Consigne 1:
Selon le texte extrait, quelle place occupe Au Bonheur des Dames dans le cycle des Rougon-Macquart ?
Consigne 2:
Recopiez le passage du texte extrait compris entre « Entrer dans l’œuvre » et « d'étude du roman ? », ces mots inclus.

Texte extrait:

+---+

Entrer dans l’œuvre

Objectif : Lecture comparée de l’incipit et de l’excipit

Problématique : Comment l'incipit et l'excipit nous permettent-ils de dégager les grands axes d'étude du roman ?

Supports :

·         Extrait 1 (chapitre 1) : « Ah bien, reprit-elle en silence... » jusqu'à "...et jeter son trop-plein à la rue." - incipit du roman

·         Extrait 2 (chapitre 14) : « Enfin c’est vous » jusqu'à la fin - excipit du roman

 

INTRO.

 

  • Présentation de l’œuvre et de l’auteur : Au XIXe siècle, Zola, écrivain et journaliste,  lance un nouveau mouvement littéraire : le naturalisme. Très proche du réalisme, ce mouvement veut peindre la réalité de son époque, y compris dans ses aspects les plus triviaux. Dès 1869, Zola conçoit,  à l’imitation de Balzac et de sa Comédie humaine dans la 1ère moitié du XIXème siècle, le projet de son grand œuvre : une série de romans, qui montrera tous les aspects de la société et s’intitulera Les Rougon-Macquart, histoire naturelle et sociale d’une famille sous le Second Empire.
  • Dans Au Bonheur des Dames, publié en 1883, onzième roman du cycle,  Zola retrace l’évolution du commerce à travers le développement des grands magasins.
  • Ces deux extraits constituent l’incipit et l’excipit du roman. Nous verrons dans quelle mesure ils nous permettent de dégager les grands axes de lecture du roman, d’une part à travers la description du grand magasin, d’autre part à  travers  l’étude des personnages et des situations.

+---+

Jeu de données:
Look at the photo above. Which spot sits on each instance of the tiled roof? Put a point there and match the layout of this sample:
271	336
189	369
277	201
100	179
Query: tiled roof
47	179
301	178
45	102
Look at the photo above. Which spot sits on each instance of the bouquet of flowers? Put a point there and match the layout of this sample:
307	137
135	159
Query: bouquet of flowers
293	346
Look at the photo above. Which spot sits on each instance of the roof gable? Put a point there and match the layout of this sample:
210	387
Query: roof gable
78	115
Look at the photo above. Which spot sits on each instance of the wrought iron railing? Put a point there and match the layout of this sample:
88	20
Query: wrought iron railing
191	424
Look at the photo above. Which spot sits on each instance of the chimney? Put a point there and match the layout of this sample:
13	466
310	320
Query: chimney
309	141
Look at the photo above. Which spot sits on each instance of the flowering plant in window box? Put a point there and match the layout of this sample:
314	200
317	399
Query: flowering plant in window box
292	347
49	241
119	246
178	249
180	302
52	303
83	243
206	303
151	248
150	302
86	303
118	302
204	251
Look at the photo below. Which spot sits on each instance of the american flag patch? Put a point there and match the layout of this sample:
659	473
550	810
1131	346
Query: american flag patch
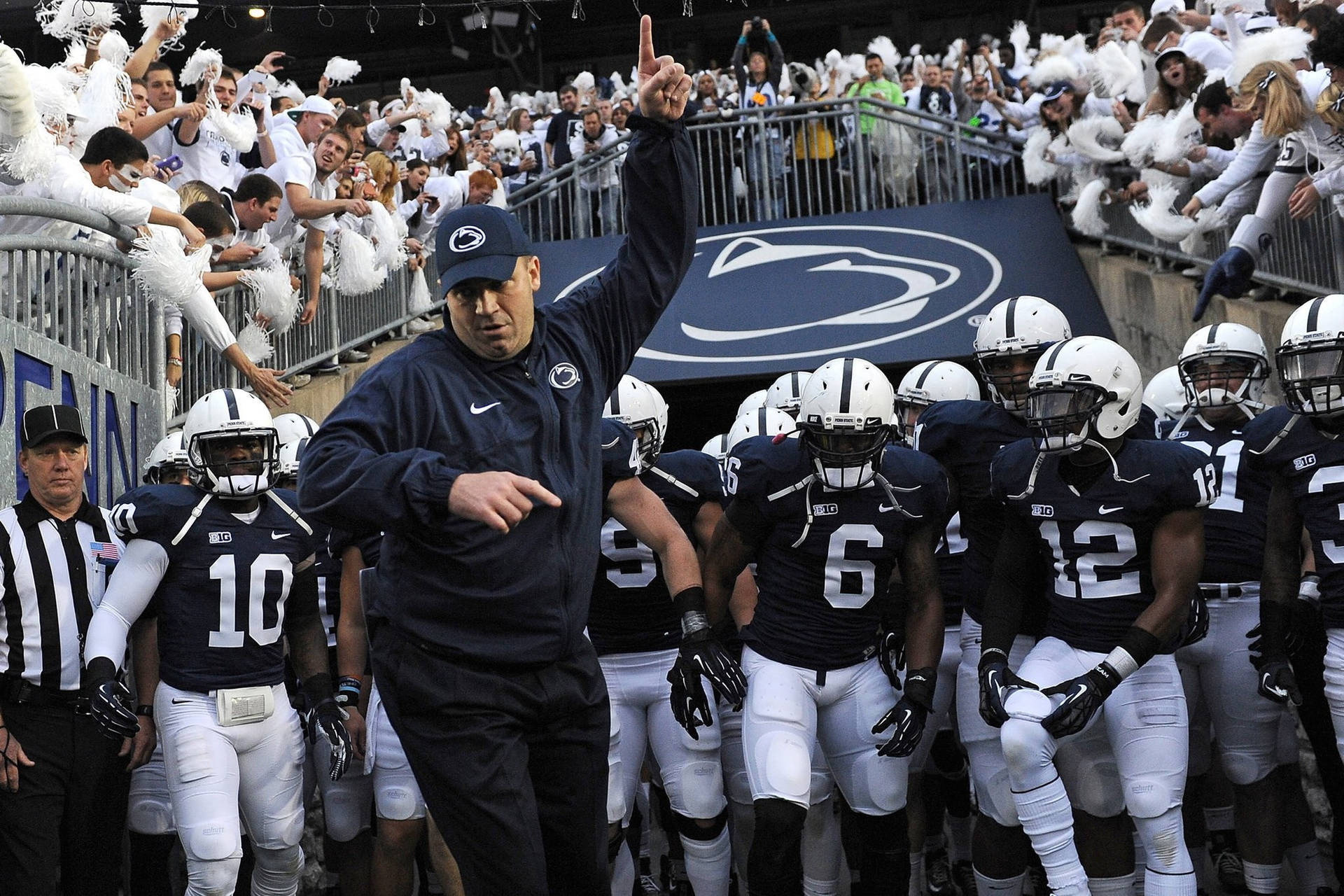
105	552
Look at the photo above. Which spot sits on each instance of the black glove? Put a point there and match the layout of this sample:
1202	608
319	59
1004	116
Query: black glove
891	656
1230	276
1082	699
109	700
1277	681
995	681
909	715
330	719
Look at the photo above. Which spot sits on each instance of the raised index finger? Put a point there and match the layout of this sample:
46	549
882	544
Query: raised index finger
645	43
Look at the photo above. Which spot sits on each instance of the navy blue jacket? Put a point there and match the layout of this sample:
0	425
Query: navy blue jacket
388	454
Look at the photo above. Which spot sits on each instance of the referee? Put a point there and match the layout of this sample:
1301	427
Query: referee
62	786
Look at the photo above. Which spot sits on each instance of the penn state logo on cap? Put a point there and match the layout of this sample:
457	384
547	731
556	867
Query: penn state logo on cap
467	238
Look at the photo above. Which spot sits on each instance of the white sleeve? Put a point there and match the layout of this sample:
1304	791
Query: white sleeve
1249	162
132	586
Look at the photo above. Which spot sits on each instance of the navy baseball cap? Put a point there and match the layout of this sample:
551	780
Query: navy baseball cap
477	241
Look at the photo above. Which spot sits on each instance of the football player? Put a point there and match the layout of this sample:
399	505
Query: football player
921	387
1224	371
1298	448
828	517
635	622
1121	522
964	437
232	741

+---+

Réponse rédigée 1:
C'est le onzième roman du cycle.

Réponse rédigée 2:
Entrer dans l’œuvre

Objectif : Lecture comparée de l’incipit et de l’excipit

Problématique : Comment l'incipit et l'excipit nous permettent-ils de dégager les grands axes d'étude du roman ?